• _SHORT EXERCISE_: Retype the lines below word for word, leaving out the pictures.

Excerpts from point annotation data
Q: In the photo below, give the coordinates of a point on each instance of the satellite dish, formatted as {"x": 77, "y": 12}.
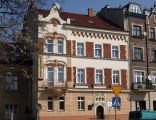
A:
{"x": 150, "y": 77}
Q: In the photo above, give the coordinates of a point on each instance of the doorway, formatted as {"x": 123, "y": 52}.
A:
{"x": 100, "y": 112}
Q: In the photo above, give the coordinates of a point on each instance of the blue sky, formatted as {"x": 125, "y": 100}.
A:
{"x": 81, "y": 6}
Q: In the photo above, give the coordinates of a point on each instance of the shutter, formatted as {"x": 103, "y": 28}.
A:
{"x": 90, "y": 77}
{"x": 107, "y": 50}
{"x": 89, "y": 49}
{"x": 108, "y": 77}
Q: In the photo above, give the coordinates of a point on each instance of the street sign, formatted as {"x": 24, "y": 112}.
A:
{"x": 116, "y": 102}
{"x": 116, "y": 90}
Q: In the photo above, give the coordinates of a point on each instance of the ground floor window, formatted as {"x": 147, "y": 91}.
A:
{"x": 140, "y": 105}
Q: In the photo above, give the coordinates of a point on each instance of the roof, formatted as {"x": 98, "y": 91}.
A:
{"x": 85, "y": 20}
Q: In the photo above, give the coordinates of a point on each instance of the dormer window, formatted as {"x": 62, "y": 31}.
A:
{"x": 135, "y": 9}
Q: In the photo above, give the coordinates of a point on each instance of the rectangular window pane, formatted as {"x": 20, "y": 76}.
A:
{"x": 99, "y": 76}
{"x": 98, "y": 50}
{"x": 136, "y": 30}
{"x": 50, "y": 75}
{"x": 138, "y": 53}
{"x": 153, "y": 56}
{"x": 80, "y": 49}
{"x": 60, "y": 46}
{"x": 50, "y": 103}
{"x": 152, "y": 33}
{"x": 138, "y": 77}
{"x": 114, "y": 51}
{"x": 49, "y": 46}
{"x": 81, "y": 103}
{"x": 81, "y": 76}
{"x": 115, "y": 77}
{"x": 60, "y": 74}
{"x": 61, "y": 103}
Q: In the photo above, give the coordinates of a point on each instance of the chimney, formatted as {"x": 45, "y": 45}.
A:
{"x": 90, "y": 12}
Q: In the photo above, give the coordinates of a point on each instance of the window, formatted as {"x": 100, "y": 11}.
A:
{"x": 138, "y": 76}
{"x": 50, "y": 103}
{"x": 116, "y": 77}
{"x": 98, "y": 50}
{"x": 50, "y": 80}
{"x": 153, "y": 56}
{"x": 10, "y": 112}
{"x": 138, "y": 53}
{"x": 154, "y": 105}
{"x": 49, "y": 46}
{"x": 136, "y": 31}
{"x": 152, "y": 33}
{"x": 135, "y": 9}
{"x": 61, "y": 103}
{"x": 60, "y": 74}
{"x": 153, "y": 78}
{"x": 98, "y": 77}
{"x": 80, "y": 49}
{"x": 12, "y": 82}
{"x": 81, "y": 103}
{"x": 81, "y": 76}
{"x": 60, "y": 46}
{"x": 140, "y": 105}
{"x": 115, "y": 52}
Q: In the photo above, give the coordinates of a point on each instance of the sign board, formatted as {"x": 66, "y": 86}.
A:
{"x": 116, "y": 90}
{"x": 116, "y": 102}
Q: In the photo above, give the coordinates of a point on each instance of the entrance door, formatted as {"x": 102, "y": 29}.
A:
{"x": 100, "y": 112}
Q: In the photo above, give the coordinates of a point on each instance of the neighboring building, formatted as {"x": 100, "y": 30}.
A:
{"x": 15, "y": 87}
{"x": 141, "y": 30}
{"x": 82, "y": 57}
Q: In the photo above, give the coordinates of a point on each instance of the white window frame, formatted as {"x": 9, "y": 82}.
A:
{"x": 153, "y": 77}
{"x": 84, "y": 48}
{"x": 52, "y": 45}
{"x": 96, "y": 48}
{"x": 150, "y": 33}
{"x": 102, "y": 82}
{"x": 62, "y": 73}
{"x": 141, "y": 26}
{"x": 11, "y": 110}
{"x": 58, "y": 46}
{"x": 50, "y": 101}
{"x": 81, "y": 101}
{"x": 141, "y": 77}
{"x": 134, "y": 53}
{"x": 115, "y": 57}
{"x": 77, "y": 76}
{"x": 63, "y": 103}
{"x": 12, "y": 82}
{"x": 119, "y": 78}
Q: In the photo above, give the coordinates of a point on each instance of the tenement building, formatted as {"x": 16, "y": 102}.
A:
{"x": 142, "y": 43}
{"x": 81, "y": 57}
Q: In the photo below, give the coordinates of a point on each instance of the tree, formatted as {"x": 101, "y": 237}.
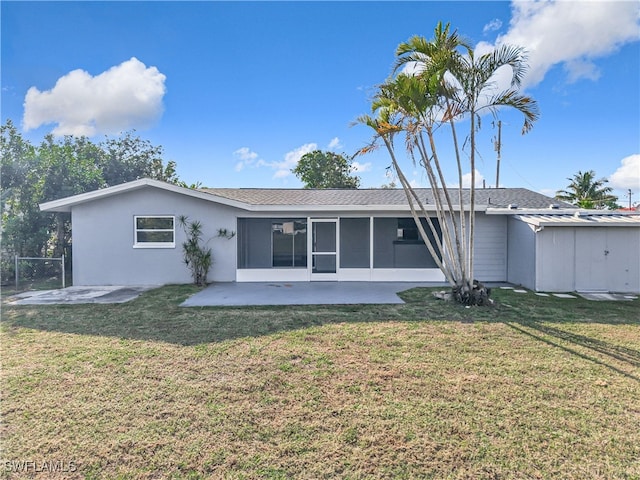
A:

• _SOLUTION FOR THIS EXERCISE_:
Q: In the photo below, give the coordinates of a point on each instance of the satellite dish, formatted as {"x": 77, "y": 12}.
A:
{"x": 150, "y": 77}
Q: In the photo above, give the coordinates of a point on each instance of the doorway, formatted as {"x": 123, "y": 52}.
A:
{"x": 100, "y": 112}
Q: In the photo above, give the coordinates of a point on each instance of the blue sky, formatted as {"x": 125, "y": 100}.
A:
{"x": 81, "y": 6}
Q: In the photo above, give the coordinates of a point on each instance of the shutter, formatted as {"x": 103, "y": 28}.
A:
{"x": 90, "y": 77}
{"x": 107, "y": 50}
{"x": 89, "y": 49}
{"x": 108, "y": 77}
Q: In the photo above, give the coordinates of a point on each instance of the street sign, formatted as {"x": 24, "y": 112}.
A:
{"x": 116, "y": 102}
{"x": 116, "y": 90}
Q: In the photo above, give the coordinates of a point on each instance of the ground floor window, formatted as {"x": 147, "y": 91}.
A:
{"x": 140, "y": 105}
Q: In the photo above, give the coordinates of a point on each instance of the roof, formatted as {"x": 98, "y": 91}.
A:
{"x": 85, "y": 20}
Q: In the photo above, give the coordinates of a point on each instance of the dormer window, formatted as {"x": 62, "y": 31}.
A:
{"x": 135, "y": 9}
Q: In the photo above, give the coordinates of a point on each instance of the rectangular window pane, formatted as {"x": 20, "y": 76}.
A:
{"x": 99, "y": 76}
{"x": 98, "y": 50}
{"x": 136, "y": 30}
{"x": 50, "y": 75}
{"x": 138, "y": 53}
{"x": 153, "y": 56}
{"x": 80, "y": 49}
{"x": 60, "y": 46}
{"x": 50, "y": 103}
{"x": 152, "y": 33}
{"x": 138, "y": 77}
{"x": 114, "y": 51}
{"x": 49, "y": 46}
{"x": 81, "y": 103}
{"x": 81, "y": 76}
{"x": 115, "y": 77}
{"x": 60, "y": 74}
{"x": 61, "y": 103}
Q: In the photo above, give the coordinates of a point on each instance of the chimney, formatted as {"x": 45, "y": 45}.
A:
{"x": 90, "y": 12}
Q: In the photo above, give the coordinates of a point on each instance of the window, formatted as {"x": 100, "y": 11}.
A:
{"x": 138, "y": 76}
{"x": 50, "y": 103}
{"x": 116, "y": 77}
{"x": 98, "y": 50}
{"x": 50, "y": 80}
{"x": 153, "y": 56}
{"x": 10, "y": 112}
{"x": 138, "y": 53}
{"x": 154, "y": 105}
{"x": 49, "y": 46}
{"x": 136, "y": 31}
{"x": 152, "y": 33}
{"x": 135, "y": 9}
{"x": 61, "y": 103}
{"x": 60, "y": 74}
{"x": 153, "y": 78}
{"x": 98, "y": 77}
{"x": 80, "y": 49}
{"x": 12, "y": 82}
{"x": 81, "y": 103}
{"x": 81, "y": 76}
{"x": 60, "y": 46}
{"x": 140, "y": 105}
{"x": 115, "y": 52}
Q: In the photo above, give the coordinates of a point on each instance of the sign board, formatted as {"x": 66, "y": 86}.
A:
{"x": 116, "y": 90}
{"x": 116, "y": 102}
Q: In the photo above, give the coordinates of a point on each instance of the entrance door, formatted as {"x": 102, "y": 29}.
A:
{"x": 100, "y": 112}
Q: In the photo above, give the coordinates of a point on each instance of the neighboring building, formatted as {"x": 100, "y": 30}.
A:
{"x": 15, "y": 87}
{"x": 141, "y": 30}
{"x": 82, "y": 57}
Q: In the photo above, give the coordinates of a point on each instance of the white window frame, formatted as {"x": 9, "y": 82}.
A:
{"x": 153, "y": 77}
{"x": 84, "y": 48}
{"x": 52, "y": 45}
{"x": 96, "y": 48}
{"x": 150, "y": 33}
{"x": 102, "y": 82}
{"x": 62, "y": 73}
{"x": 141, "y": 26}
{"x": 11, "y": 110}
{"x": 58, "y": 46}
{"x": 50, "y": 101}
{"x": 81, "y": 101}
{"x": 141, "y": 77}
{"x": 134, "y": 53}
{"x": 115, "y": 57}
{"x": 77, "y": 76}
{"x": 63, "y": 103}
{"x": 12, "y": 82}
{"x": 119, "y": 78}
Q: In the photo above, give the coordinates of a point on each instance of the tenement building, formatted as {"x": 16, "y": 102}.
A:
{"x": 142, "y": 43}
{"x": 81, "y": 57}
Q: In the photo below, give the coordinates of a point on each instance of the tree, formatted as {"x": 101, "y": 237}.
A:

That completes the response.